EXERCISE TEXT »
# # # # # # #

Sangam Lit

Aganaanooru 56 – Laughing at trouble
In this episode, we listen to a mirthful tale, as depicted in Sangam Literary work, Aganaanooru 56, penned by Madurai Aruvai Vaanikan Ilavettanaar. Set amidst the blooming lilies and bubbling ponds of the ‘Marutham’ or ‘Farmlands landscape’, the verse presents a unique technique of refusing a request.
நகை ஆகின்றே தோழி! நெருநல்
மணி கண்டன்ன துணி கயம் துளங்க,
இரும்பு இயன்றன்ன கருங் கோட்டு எருமை,
ஆம்பல் மெல் அடை கிழிய, குவளைக்
கூம்பு விடு பல் மலர் மாந்தி, கரைய
காஞ்சி நுண் தாது ஈர்ம் புறத்து உறைப்ப,
மெல்கிடு கவுள அல்குநிலை புகுதரும்
தண் துறை ஊரன் திண் தார் அகலம்
வதுவை நாள் அணிப் புதுவோர்ப் புணரிய,
பரிவொடு வரூஉம் பாணன் தெருவில்
புனிற்றாப் பாய்ந்தெனக் கலங்கி, யாழ் இட்டு,
எம் மனைப் புகுதந்தோனே. அது கண்டு
மெய்ம்மலி உவகை மறையினென் எதிர்சென்று,
”இம் மனை அன்று; அஃது உம் மனை” என்ற
என்னும் தன்னும் நோக்கி,
மம்மர் நெஞ்சினோன் தொழுது நின்றதுவே.
It’s a tour of the farmlands, and as expected, we listen to the ripples of a love quarrel involving a courtesan, through these words of the lady to her confidante:
“It makes me laugh so much, my friend! Muddling the crystal clear waters of the pond, appearing akin to sapphire, a black-horned buffalo, whose horns appear as if cast with iron, tearing the delicate leaves of the white waterlily, feeds on the blue waterlily’s blooming buds, and then with its moist back, covered with the fine pollen of the portia tree on the shore, with a masticating lower jaw, enters its shed in the cool shores of the lord. Yesterday, the bard, who always comes with the caring thought of uniting new maiden, clad in ornaments, with the garlanded, wide chest of the lord, startled by the pouncing of a cow, which had just given birth, dropped his lute, and rushed into our house. Seeing that, hiding the mirth that was brimming over within, I stood before him and said, ‘This isn’t the house you seek; There, over there, is your preferred place’. Looking back and forth, with a distressed heart, he stood before me, in a humble stance, with his hands folded!”

# # # # # # #

EXERCISE INSTRUCTIONS »
Please continue the piece on Aganaanooru 56, starting after the lady's translated words to her confidante.

INFORMATION PROVIDED »
# # # # # # #

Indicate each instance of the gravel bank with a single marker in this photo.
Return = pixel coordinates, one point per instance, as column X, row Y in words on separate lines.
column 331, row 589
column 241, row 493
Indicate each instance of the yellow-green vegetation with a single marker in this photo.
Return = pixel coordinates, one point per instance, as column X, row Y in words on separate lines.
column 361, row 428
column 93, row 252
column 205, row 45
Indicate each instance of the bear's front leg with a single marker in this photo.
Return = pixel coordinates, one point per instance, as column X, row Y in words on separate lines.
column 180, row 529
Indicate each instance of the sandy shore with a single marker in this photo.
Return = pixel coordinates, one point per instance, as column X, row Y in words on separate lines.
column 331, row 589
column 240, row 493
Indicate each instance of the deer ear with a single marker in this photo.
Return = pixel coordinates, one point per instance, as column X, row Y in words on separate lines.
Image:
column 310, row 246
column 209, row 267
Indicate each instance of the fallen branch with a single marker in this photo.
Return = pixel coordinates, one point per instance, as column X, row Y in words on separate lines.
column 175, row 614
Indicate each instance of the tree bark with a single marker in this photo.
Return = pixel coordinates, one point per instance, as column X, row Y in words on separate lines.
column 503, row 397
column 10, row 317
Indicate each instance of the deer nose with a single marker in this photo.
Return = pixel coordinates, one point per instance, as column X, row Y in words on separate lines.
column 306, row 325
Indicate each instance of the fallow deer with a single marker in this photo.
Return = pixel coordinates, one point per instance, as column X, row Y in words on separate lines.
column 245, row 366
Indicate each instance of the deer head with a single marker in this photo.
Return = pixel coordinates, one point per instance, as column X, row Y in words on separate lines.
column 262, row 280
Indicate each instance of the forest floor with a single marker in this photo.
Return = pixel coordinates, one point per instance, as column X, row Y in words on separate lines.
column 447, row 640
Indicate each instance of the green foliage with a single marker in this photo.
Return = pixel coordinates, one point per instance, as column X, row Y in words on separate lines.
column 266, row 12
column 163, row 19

# # # # # # #

ANSWER TO THE EXERCISE »
Time to trail behind that jaunty buffalo and learn more! The lady starts by talking about how one incident made her laugh so much. Instead of telling what it is, the lady launches into a description of the man’s town, where we get to see a black buffalo, whose horns are mentioned to be so solid, looking as if made of iron, and this buffalo, decides it wants to feed on the lilies in the pond, and not caring about tearing the leaves of the white lily, goes for the young buds of the blue waterlily. And when satisfied, the buffalo, with its back covered in the pollen of the portia tree, growing on the shore, walks back, slowly moving its lower jaw, no doubt displaying the digestive process we have learnt about in our biology classes, the one called rumination, wherein bovine animals bring back the cud and chew it over and over again.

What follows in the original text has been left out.